Task goal – Pull out each line of the material below that contains the string "plant". Uppercase and lowercase count as different.

Source records:
»»
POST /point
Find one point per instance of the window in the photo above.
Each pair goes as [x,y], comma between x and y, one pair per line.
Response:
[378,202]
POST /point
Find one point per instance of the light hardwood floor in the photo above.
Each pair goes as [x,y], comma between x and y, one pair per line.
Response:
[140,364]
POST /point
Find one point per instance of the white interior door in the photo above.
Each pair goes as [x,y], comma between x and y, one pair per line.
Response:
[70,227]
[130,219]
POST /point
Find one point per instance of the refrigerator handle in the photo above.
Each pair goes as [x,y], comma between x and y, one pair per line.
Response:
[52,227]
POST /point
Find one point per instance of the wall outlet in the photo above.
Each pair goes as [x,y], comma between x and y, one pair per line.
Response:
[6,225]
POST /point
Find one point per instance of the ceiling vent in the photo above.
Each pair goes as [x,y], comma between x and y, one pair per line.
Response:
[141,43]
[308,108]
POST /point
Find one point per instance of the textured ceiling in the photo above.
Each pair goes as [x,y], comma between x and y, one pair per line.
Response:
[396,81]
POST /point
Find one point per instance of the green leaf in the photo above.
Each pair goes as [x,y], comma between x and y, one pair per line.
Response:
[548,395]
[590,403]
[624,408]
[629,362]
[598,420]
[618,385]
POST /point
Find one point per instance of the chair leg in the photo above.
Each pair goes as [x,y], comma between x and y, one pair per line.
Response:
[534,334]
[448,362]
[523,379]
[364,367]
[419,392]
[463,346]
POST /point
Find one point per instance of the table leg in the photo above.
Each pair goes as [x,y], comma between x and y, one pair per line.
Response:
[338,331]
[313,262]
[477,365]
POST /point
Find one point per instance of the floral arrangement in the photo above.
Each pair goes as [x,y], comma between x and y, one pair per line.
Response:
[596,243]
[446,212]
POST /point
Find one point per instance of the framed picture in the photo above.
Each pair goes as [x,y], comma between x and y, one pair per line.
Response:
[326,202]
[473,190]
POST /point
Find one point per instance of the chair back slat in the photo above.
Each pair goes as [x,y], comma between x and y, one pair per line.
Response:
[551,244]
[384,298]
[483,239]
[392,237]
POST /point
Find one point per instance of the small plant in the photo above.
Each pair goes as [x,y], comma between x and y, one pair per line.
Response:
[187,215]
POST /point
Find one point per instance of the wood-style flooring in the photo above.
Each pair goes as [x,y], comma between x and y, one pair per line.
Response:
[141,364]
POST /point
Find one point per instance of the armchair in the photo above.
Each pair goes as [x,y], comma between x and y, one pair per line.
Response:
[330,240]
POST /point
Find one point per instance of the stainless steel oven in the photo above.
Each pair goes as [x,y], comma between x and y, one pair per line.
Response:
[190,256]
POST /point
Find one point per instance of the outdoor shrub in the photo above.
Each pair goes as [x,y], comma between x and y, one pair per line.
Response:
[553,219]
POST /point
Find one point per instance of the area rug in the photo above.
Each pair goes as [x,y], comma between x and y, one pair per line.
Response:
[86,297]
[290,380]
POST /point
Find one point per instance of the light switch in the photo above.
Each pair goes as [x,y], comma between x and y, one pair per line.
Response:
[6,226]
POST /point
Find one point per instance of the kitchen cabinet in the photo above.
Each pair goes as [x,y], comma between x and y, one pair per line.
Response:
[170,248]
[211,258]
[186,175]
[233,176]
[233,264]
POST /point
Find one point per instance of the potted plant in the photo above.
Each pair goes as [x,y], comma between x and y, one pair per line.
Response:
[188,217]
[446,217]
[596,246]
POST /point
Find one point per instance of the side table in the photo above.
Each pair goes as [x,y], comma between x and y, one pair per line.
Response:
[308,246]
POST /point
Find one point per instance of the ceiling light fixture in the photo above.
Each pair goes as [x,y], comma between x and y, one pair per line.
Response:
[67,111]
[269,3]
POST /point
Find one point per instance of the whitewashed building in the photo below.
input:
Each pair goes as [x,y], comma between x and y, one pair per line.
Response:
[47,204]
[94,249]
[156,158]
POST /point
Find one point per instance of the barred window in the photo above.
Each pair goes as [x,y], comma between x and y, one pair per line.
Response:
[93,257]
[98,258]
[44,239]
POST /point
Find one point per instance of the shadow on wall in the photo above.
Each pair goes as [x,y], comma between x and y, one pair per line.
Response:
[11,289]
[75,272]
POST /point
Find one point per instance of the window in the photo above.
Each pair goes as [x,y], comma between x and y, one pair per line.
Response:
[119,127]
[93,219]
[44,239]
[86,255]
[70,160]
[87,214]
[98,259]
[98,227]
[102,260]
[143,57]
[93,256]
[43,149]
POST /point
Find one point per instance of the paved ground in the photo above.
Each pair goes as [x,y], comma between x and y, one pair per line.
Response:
««
Expected answer –
Find one point per instance of the small plant in the photo above.
Find one point per instance of the potted plant in the photo above.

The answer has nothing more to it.